TEXTE FOURNI:

——————————

Alors que Carat Capital étend sa présence à l'international en s'installant à Bruxelles et au Luxembourg, Sandrine Genet, sa présidente cofondatrice, revient sur les particularités et les enjeux liés à l'internationalisation dans le domaine de la gestion de patrimoine.

Comment l'internationalisation affecte-t-elle les questions patrimoniales de vos clients ?

Sandrine Genet. Depuis plusieurs années maintenant, nous constatons une tendance exponentielle à l'internationalisation de la vie de nos clients. Ce phénomène peut sans doute s’expliquer en partie par l’essor des études à l'étranger qui suscitent des envies de s’installer à l’étranger et créent une interconnexion entre les pays. L’extranéité peut s’inviter dans les sujets familiaux tels que des mariages transnationaux, l'installation d’enfants à l’étranger pendant leurs études, l’acquisition d’une maison dans une île méditerranéenne, un projet de retraite à l’étranger ou pour des raisons professionnelles, de l’expatriation au développement de l’entreprise dans de nouveaux pays. Ces raisons, qu'elles soient familiales ou professionnelles, ont un impact significatif sur les questions patrimoniales. L’international est donc un paramètre à prendre en compte à part entière dans la sécurisation de l’avenir de nos clients.

Quel bilan dressez-vous concernant cette internationalisation ?

Tout d’abord, d’un point de vue patrimonial, les frontières ne sont finalement plus qu'une simple notion géographique : nos clients ne se sentent plus limités et adoptent une vision mondiale de leur patrimoine. Nous accompagnons par exemple des entrepreneurs qui cherchent à implanter leur entreprise à l'étranger, avec notamment des cas de développement au Royaume-Uni et aux États-Unis. Certains clients souhaitent investir dans des pays parfois lointains : au Portugal, au Brésil ou en Thaïlande par exemple. Par ailleurs, ces sujets internationaux ont un impact considérable sur la gestion globale de leur patrimoine.

"Ces sujets internationaux ont un impact considérable sur la gestion globale de leur patrimoine"

——————————

(Lignes du jeu de données)
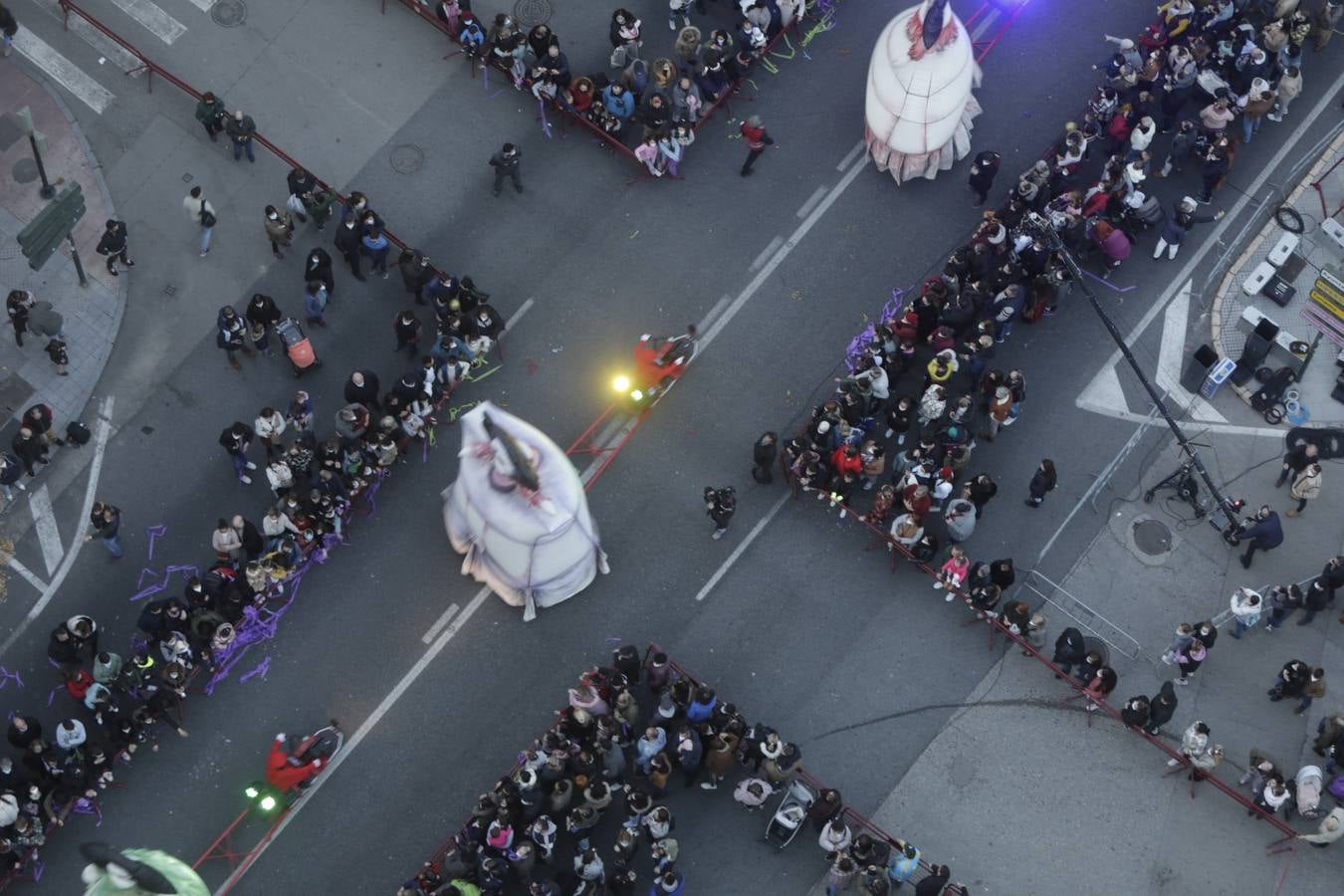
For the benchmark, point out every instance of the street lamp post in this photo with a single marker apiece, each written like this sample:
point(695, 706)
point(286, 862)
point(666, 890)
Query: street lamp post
point(35, 140)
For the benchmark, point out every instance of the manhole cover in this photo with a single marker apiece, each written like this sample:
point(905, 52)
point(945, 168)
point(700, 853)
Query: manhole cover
point(529, 14)
point(24, 171)
point(407, 158)
point(229, 14)
point(1152, 538)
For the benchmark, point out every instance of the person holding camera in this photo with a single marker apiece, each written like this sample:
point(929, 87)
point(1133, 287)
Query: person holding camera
point(1260, 533)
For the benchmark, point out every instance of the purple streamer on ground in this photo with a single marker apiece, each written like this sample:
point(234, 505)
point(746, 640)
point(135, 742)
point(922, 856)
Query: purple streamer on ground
point(261, 669)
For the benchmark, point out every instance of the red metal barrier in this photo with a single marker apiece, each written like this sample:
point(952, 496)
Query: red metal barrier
point(426, 15)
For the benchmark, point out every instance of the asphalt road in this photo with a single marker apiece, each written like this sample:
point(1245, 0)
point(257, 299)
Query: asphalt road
point(805, 630)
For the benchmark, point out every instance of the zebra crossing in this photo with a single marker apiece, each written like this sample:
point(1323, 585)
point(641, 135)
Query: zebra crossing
point(145, 23)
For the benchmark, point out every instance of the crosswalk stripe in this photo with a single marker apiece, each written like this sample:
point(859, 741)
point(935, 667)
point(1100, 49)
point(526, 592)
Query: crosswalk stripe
point(153, 19)
point(64, 72)
point(111, 50)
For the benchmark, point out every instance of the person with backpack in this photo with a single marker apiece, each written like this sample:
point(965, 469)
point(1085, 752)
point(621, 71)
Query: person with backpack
point(719, 506)
point(203, 214)
point(113, 245)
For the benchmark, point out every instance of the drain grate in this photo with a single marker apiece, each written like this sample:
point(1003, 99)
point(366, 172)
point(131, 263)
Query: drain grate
point(529, 14)
point(229, 14)
point(1152, 538)
point(407, 158)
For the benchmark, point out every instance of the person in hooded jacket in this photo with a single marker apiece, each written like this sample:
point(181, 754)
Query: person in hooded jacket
point(1179, 220)
point(1070, 650)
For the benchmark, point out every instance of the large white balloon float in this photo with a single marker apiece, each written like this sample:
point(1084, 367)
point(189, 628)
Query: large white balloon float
point(918, 109)
point(519, 514)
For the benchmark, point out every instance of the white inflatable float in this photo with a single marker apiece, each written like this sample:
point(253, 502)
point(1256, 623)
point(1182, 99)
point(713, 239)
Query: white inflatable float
point(519, 514)
point(918, 109)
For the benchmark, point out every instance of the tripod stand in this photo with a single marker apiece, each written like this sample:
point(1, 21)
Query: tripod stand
point(1186, 487)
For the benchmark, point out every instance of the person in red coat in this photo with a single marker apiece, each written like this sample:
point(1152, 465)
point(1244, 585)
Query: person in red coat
point(283, 773)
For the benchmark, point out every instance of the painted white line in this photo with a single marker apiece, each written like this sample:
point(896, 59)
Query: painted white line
point(442, 621)
point(606, 445)
point(110, 49)
point(812, 202)
point(984, 24)
point(64, 72)
point(714, 312)
point(12, 563)
point(357, 738)
point(518, 315)
point(737, 553)
point(1187, 272)
point(745, 296)
point(851, 156)
point(152, 19)
point(103, 431)
point(765, 254)
point(45, 522)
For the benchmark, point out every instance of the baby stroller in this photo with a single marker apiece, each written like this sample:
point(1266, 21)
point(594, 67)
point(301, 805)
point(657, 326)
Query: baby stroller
point(790, 814)
point(298, 345)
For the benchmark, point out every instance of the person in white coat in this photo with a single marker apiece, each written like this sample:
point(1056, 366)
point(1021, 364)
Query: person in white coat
point(202, 214)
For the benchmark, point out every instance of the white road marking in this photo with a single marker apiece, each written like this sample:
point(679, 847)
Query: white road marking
point(737, 553)
point(765, 254)
point(111, 50)
point(1085, 399)
point(103, 431)
point(789, 245)
point(152, 19)
point(812, 200)
point(64, 72)
point(12, 563)
point(714, 312)
point(849, 156)
point(45, 522)
point(1171, 354)
point(438, 626)
point(357, 738)
point(518, 315)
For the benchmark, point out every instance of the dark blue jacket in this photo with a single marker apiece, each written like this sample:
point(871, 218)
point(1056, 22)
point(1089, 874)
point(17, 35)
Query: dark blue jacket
point(1266, 534)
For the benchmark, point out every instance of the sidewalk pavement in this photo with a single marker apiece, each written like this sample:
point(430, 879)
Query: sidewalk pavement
point(1301, 318)
point(1048, 786)
point(92, 314)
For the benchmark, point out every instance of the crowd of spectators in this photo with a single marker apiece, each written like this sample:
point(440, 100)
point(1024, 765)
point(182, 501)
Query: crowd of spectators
point(588, 807)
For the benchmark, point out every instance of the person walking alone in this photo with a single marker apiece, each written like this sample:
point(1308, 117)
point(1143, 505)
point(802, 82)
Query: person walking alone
point(203, 214)
point(1041, 483)
point(1306, 487)
point(756, 137)
point(983, 172)
point(241, 130)
point(719, 506)
point(113, 245)
point(507, 161)
point(280, 230)
point(107, 524)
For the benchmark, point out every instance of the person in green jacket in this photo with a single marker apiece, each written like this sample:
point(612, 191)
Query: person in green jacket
point(211, 113)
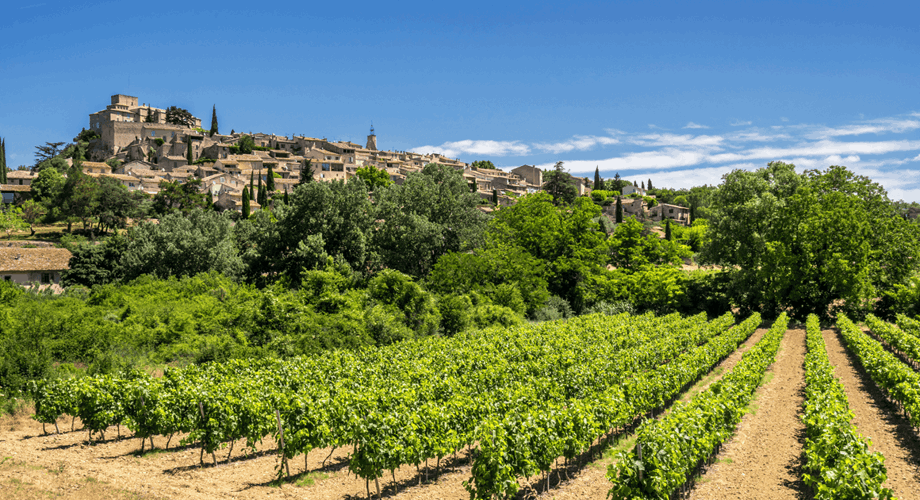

——————————

Traduisez en anglais la phrase suivante, extraite du texte sur la gestion de patrimoine : « Certains clients souhaitent investir dans des pays parfois lointains : au Portugal, au Brésil ou en Thaïlande par exemple. » Les items ne présentent aucun lien avec le texte.

Some clients wish to invest in countries that are sometimes far away: in Portugal, Brazil, or Thailand, for example.